======== Source information

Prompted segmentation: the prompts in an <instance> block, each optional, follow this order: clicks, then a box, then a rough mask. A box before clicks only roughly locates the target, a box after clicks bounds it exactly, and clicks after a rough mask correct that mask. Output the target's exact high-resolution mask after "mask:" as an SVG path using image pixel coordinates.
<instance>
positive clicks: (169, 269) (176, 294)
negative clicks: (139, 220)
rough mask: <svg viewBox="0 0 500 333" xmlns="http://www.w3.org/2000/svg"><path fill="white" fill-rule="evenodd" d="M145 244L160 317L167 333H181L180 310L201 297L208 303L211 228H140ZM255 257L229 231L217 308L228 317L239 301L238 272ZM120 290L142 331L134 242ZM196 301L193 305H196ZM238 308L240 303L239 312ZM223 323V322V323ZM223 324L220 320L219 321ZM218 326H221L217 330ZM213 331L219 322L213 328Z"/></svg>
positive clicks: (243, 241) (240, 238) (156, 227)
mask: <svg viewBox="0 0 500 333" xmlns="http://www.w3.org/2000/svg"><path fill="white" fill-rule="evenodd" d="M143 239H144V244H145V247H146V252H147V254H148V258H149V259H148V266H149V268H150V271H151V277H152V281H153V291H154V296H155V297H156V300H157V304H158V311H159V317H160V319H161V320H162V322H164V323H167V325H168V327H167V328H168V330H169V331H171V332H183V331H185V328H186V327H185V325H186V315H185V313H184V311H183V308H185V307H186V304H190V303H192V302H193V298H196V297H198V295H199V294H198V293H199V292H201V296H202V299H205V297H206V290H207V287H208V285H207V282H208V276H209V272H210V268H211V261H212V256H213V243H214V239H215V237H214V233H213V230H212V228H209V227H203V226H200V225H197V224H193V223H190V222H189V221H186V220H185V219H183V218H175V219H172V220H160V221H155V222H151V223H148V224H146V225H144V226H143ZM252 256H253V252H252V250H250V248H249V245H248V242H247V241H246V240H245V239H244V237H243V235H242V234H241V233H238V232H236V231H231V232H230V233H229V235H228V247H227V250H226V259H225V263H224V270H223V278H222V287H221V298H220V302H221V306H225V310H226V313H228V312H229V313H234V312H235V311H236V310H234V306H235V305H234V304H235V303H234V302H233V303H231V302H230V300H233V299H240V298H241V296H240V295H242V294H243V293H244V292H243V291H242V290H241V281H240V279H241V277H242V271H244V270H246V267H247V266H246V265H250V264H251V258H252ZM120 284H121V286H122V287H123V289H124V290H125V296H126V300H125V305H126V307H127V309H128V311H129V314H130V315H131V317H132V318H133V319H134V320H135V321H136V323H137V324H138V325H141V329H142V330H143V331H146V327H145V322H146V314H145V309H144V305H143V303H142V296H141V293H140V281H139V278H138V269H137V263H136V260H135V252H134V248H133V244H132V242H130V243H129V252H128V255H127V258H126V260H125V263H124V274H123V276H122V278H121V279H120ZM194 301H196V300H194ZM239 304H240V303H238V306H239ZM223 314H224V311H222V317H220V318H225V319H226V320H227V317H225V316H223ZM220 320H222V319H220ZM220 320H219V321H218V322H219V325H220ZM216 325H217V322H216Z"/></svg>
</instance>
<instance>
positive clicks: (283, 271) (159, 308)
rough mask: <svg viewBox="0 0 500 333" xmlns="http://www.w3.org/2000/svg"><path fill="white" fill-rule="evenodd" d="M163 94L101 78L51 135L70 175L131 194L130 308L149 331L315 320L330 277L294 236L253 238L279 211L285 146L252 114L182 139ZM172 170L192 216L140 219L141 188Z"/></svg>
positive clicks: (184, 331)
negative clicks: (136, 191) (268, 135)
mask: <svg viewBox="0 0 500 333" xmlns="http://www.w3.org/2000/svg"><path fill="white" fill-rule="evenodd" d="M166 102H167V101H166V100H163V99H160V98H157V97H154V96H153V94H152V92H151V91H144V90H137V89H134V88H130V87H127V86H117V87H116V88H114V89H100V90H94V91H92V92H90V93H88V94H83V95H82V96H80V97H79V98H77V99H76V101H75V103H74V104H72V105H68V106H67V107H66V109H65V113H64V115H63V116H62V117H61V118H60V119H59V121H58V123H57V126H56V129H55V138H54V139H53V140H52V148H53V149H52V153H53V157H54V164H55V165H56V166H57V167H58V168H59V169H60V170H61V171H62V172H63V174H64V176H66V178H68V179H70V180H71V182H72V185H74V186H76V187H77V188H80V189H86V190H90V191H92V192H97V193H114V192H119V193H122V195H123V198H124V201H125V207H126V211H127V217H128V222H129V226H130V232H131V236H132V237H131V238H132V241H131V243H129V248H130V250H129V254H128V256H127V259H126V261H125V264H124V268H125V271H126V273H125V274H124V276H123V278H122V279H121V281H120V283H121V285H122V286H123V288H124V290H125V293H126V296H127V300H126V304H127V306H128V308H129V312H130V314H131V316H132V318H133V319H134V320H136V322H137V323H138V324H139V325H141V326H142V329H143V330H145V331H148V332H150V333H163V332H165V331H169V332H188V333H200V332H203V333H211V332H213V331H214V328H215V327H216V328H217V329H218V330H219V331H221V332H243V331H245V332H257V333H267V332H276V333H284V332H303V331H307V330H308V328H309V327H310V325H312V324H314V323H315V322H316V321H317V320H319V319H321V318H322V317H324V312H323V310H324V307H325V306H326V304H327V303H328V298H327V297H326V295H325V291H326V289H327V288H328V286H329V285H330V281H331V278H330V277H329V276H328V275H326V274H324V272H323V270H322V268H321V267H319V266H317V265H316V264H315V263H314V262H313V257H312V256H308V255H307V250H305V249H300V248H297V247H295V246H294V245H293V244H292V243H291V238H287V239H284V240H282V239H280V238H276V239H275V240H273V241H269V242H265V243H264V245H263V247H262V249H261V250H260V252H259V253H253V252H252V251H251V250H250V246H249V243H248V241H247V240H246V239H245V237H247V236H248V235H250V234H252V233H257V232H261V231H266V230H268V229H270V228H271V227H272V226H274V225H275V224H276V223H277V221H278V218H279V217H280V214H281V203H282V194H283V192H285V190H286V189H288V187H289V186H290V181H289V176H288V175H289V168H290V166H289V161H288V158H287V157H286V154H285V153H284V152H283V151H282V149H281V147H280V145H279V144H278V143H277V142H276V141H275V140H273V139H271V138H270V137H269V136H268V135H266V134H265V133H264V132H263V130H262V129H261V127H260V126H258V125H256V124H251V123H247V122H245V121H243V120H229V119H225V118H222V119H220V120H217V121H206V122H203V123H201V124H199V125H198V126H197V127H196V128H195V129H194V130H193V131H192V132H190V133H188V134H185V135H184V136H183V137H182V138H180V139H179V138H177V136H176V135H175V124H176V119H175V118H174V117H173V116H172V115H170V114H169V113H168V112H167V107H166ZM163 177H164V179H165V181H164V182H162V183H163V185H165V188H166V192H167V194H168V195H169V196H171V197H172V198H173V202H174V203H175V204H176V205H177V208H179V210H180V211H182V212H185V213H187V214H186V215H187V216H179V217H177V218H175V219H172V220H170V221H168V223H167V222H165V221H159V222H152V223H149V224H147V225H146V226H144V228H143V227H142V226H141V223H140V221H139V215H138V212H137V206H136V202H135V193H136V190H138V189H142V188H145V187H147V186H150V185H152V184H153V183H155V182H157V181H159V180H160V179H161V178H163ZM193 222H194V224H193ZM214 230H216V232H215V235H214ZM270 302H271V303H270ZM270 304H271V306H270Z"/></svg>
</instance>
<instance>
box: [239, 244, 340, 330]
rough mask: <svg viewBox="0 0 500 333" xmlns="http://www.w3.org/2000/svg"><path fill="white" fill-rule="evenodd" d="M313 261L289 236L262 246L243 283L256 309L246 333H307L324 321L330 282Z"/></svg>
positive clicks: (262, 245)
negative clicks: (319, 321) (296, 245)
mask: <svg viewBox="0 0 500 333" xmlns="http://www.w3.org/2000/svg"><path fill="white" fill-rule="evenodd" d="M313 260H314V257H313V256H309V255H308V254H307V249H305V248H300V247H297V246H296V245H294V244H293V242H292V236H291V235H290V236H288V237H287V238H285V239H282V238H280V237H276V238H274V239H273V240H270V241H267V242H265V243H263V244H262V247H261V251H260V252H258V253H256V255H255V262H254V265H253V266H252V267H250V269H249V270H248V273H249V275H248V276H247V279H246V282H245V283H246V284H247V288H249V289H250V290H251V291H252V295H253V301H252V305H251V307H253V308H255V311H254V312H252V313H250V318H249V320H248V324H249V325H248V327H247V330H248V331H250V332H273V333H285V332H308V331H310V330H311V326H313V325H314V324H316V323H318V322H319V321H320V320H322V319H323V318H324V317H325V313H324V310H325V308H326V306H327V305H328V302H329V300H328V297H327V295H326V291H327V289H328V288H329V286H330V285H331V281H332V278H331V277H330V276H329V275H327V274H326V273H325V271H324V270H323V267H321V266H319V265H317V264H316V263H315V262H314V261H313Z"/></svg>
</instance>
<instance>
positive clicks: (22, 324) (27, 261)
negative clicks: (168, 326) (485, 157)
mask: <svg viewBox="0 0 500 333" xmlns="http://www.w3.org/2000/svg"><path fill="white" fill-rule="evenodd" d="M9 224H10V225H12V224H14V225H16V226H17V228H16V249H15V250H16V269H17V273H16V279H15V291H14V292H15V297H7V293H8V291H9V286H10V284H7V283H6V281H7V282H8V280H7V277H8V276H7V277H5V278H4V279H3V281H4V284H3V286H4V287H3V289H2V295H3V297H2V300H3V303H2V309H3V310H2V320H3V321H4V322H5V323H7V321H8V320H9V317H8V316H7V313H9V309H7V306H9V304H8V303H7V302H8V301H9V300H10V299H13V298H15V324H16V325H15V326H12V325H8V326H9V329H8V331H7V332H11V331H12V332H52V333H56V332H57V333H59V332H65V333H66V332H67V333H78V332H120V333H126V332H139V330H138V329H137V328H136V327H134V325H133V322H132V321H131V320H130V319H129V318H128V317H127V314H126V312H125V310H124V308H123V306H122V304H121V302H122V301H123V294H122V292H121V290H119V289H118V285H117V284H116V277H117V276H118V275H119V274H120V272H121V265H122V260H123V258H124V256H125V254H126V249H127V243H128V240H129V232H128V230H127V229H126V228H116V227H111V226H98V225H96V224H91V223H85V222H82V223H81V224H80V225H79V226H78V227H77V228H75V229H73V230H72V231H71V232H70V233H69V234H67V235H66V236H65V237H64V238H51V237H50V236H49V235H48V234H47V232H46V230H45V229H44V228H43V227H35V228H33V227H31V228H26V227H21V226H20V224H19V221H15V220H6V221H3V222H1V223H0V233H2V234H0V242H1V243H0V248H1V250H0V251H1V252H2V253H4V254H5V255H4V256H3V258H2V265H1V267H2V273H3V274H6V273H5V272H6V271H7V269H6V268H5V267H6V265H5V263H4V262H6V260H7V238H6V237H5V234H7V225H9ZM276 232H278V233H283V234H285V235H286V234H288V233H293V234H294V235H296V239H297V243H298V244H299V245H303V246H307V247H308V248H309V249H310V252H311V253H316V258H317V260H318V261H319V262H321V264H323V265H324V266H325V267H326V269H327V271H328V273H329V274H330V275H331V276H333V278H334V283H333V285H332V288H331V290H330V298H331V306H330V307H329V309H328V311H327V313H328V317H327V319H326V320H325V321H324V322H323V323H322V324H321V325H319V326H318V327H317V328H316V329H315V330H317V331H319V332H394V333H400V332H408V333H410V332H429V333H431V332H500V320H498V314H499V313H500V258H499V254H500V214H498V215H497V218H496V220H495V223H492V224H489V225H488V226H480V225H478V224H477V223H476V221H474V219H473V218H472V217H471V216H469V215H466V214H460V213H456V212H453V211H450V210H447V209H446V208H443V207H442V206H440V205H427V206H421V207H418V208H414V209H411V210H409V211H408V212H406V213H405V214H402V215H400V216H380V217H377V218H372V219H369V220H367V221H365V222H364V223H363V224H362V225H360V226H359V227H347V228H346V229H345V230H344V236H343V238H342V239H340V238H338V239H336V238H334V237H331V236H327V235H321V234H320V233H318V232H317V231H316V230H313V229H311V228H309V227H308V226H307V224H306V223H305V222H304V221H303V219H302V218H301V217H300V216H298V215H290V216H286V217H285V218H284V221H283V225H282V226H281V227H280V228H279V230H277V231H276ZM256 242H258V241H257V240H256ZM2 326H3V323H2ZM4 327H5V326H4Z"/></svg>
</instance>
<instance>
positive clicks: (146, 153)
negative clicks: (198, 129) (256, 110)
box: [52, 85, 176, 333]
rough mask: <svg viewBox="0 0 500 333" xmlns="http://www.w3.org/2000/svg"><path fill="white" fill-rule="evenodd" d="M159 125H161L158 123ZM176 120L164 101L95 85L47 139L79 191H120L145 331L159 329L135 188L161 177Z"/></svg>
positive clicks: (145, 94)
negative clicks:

================

» What to produce
Please say how many lines in the records above contain the string "rough", giving no other words.

» Solution to the exercise
5